> [PROBLEM SET]:
- 1) In the notice on the Paycheck Protection Program Flexibility Act, which program does the act modify?
- 2) Swap "federal government" for "U.S. government" in the part of the Paycheck Protection Program Flexibility Act notice that opens with the words containing "Earlier this month, the" and closes with "COVID-19 shutdown crisis.", and write out that part.

Earlier this month, the federal government passed into law the Paycheck Protection Program Flexibility Act of 2020 (“PPPFA”). This act modifies the Paycheck Protection Program (“PPP”) to better benefit businesses during the current COVID-19 shutdown crisis.
Given the continually changing legal landscape, we strongly encourage employers to reach out to Raimondo & Associates with questions regarding specific situations. We are closely monitoring these developments. Because of these frequent developments, and the need to adapt the general guidance below to specific circumstances, employers should consult counsel regarding specific circumstances.
At a general level, the legal rules and guidance we summarize below should not be applied in a manner that would prevent employers from taking reasonable, common-sense steps to protect the health and safety of employees, customers, vendors and their communities. There are many nuances and fact-specific elements that make individualized legal counsel on these questions of critical importance.

> [EXCERPTED RECORDS]:
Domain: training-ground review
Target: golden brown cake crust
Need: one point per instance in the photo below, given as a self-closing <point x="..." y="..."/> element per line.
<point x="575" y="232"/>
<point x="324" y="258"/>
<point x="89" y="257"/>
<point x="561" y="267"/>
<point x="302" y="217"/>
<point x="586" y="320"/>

> [YOUR WRITTEN ANSWERS]:
- 1) It modifies the Paycheck Protection Program (PPP).

- 2)
Earlier this month, the U.S. government passed into law the Paycheck Protection Program Flexibility Act of 2020 (“PPPFA”). This act modifies the Paycheck Protection Program (“PPP”) to better benefit businesses during the current COVID-19 shutdown crisis.